**** Text shown

Wednesday, July 12, 2017

Why gene expression has a log-normal distribution

In a new paper just out, Biochemical Complexity Drives Log-Normal Variation in Genetic Expression, I explain a biological mystery: why do log-normal distributions keep showing up in gene expression data?

Anybody who's spent much time looking at gene expression data has probably noticed this: lots of distributions tend to have nice bell-curve shapes when plotted on a log scale. Consider, for example, a few samples of a gene being repressed by various levels of LmrA:

Some typical distributions taken from the Cello LmrA repressor transfer curve, all approximately log-normal

In short, these distributions are approximately log-normal, though they might also be described by one of a number of similar heavy-tailed distributions like the Gamma or Weibull distributions. Indeed, the typical explanation for gene expression variation has been that it's a Gamma distribution, based on the underlying randomness of chemical reactions causing stochastic bursts of gene expression.

What kept bugging me about that explanation, though, is that it just doesn't fit what we know about how gene expression actually works.  If it's basically about randomness in chemical reactions, then as expression gets stronger, the law of large numbers should take over and the distributions should get tighter. Think about it like flipping coins: when you flip a few coins there's a lot of variation in how many come up heads and how many come up tails, but when you flip lots of coins it always comes out pretty even.  But in most cases we deal with in synthetic biology, that just doesn't happen. Consider for example, the distributions of LmrA above: the high and low levels of expression are just about as wide, even though one's nearly 100 times higher than the other.

Instead, the answer turns out to be a beautifully simple emergent phenomenon. Gene expression is a really, really complicated chemical process. Most of the time, we don't pay attention to most of that complexity because we're not attempting to affect it, just use it as a given. But that complexity means we can describe gene expression as a catalytic chemical reaction whose rate is the product of a lot of different factors. And the same Central Limit Theorem that tells us that coin flips should make a nice bell-shaped normal distribution also says that when we multiply a lot of distributions, it should tend to a log-normal distribution.

This has a few different implications, but the most important ones are these:

  • When you are analyzing gene expression data, you should use geometric mean and geometric standard deviation, not ordinary mean and standard deviation. 
  • When you plot gene expression data, you should use logarithmic axes, not linear axes.
Any discussion of gene expression data that does otherwise, without good reason, will end up with distorted data and misleading graphs. In short: welcome to a brave new world of geometric statistics!

********

*Exercise description*: Copy the gene expression post from "Instead, the answer" up to and including "and standard deviation.", replacing "complexity" with "intricacy" everywhere it occurs.

**** Available data

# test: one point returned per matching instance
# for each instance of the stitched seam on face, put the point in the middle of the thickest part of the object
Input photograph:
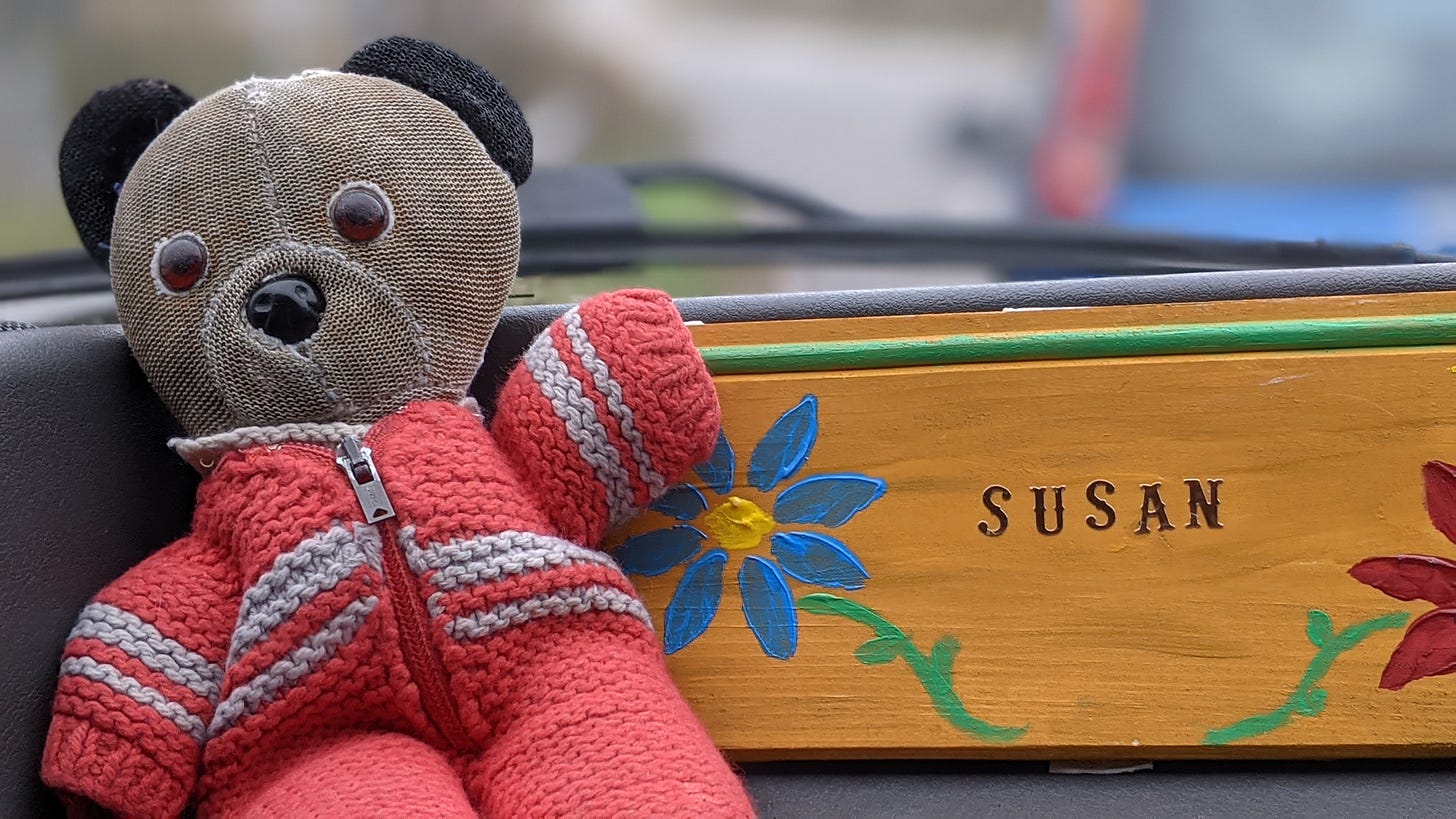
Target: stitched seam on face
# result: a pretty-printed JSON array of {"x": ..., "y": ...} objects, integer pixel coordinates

********

*Answer box*:
Instead, the answer turns out to be a beautifully simple emergent phenomenon. Gene expression is a really, really complicated chemical process. Most of the time, we don't pay attention to most of that intricacy because we're not attempting to affect it, just use it as a given. But that intricacy means we can describe gene expression as a catalytic chemical reaction whose rate is the product of a lot of different factors. And the same Central Limit Theorem that tells us that coin flips should make a nice bell-shaped normal distribution also says that when we multiply a lot of distributions, it should tend to a log-normal distribution.

This has a few different implications, but the most important ones are these:

  • When you are analyzing gene expression data, you should use geometric mean and geometric standard deviation, not ordinary mean and standard deviation.